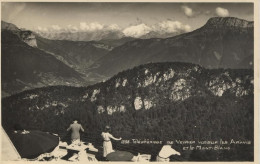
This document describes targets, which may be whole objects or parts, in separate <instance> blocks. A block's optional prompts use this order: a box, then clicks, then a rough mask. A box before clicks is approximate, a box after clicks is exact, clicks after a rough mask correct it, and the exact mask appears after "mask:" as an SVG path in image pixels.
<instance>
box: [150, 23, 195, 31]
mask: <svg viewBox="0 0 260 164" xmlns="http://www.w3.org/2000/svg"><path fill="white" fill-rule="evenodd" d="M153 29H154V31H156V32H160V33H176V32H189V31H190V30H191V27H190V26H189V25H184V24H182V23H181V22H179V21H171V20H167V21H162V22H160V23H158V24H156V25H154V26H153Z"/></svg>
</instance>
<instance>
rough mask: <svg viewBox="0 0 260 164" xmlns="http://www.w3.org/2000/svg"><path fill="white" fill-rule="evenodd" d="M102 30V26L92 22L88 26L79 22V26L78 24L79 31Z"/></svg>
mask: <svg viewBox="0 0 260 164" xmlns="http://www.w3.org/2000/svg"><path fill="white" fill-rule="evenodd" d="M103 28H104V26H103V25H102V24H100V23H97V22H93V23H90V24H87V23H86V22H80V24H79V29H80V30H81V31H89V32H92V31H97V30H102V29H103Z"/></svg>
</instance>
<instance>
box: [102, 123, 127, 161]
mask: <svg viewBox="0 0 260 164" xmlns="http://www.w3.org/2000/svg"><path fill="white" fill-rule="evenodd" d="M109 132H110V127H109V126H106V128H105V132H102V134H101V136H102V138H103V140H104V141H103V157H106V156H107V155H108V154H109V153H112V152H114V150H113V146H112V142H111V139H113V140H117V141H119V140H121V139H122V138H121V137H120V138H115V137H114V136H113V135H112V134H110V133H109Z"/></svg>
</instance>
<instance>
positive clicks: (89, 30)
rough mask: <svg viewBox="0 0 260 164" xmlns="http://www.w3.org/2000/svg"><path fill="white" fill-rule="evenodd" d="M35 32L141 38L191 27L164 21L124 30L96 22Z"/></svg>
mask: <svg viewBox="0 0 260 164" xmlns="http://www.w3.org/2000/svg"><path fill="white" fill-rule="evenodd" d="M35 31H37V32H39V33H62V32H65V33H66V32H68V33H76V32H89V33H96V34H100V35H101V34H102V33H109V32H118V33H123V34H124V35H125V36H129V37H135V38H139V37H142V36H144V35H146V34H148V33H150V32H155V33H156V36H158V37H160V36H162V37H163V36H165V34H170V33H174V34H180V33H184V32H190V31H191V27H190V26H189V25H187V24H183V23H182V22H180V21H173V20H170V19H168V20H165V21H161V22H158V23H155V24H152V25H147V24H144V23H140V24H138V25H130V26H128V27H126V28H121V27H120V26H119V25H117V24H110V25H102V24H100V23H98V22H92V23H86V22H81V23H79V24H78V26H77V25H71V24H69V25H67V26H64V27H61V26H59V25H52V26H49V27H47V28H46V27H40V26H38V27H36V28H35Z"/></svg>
-*-*-
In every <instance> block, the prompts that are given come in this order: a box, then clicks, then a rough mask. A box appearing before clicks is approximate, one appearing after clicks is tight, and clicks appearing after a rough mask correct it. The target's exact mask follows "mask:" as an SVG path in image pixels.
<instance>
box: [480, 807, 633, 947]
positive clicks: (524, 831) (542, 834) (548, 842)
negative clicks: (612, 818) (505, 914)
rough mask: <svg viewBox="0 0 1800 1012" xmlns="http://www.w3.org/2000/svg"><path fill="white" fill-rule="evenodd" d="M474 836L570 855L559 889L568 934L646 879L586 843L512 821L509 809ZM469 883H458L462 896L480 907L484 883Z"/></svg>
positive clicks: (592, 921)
-*-*-
* PROBLEM TO SOLVE
Within the listing above, locate the line containing "box: [102, 123, 127, 161]" and the line containing "positive clicks: (89, 30)". Reproduce those two lines and all lines between them exactly, with nothing added.

* SOLUTION TO THIS PROBLEM
box: [102, 123, 127, 161]
mask: <svg viewBox="0 0 260 164" xmlns="http://www.w3.org/2000/svg"><path fill="white" fill-rule="evenodd" d="M109 132H110V127H109V126H106V128H105V132H102V134H101V136H102V138H103V140H104V141H103V157H106V156H107V155H108V154H109V153H112V152H114V150H113V146H112V142H111V139H113V140H117V141H119V140H121V139H122V138H121V137H120V138H115V137H114V136H113V135H112V134H110V133H109Z"/></svg>
</instance>
<instance>
positive clicks: (89, 30)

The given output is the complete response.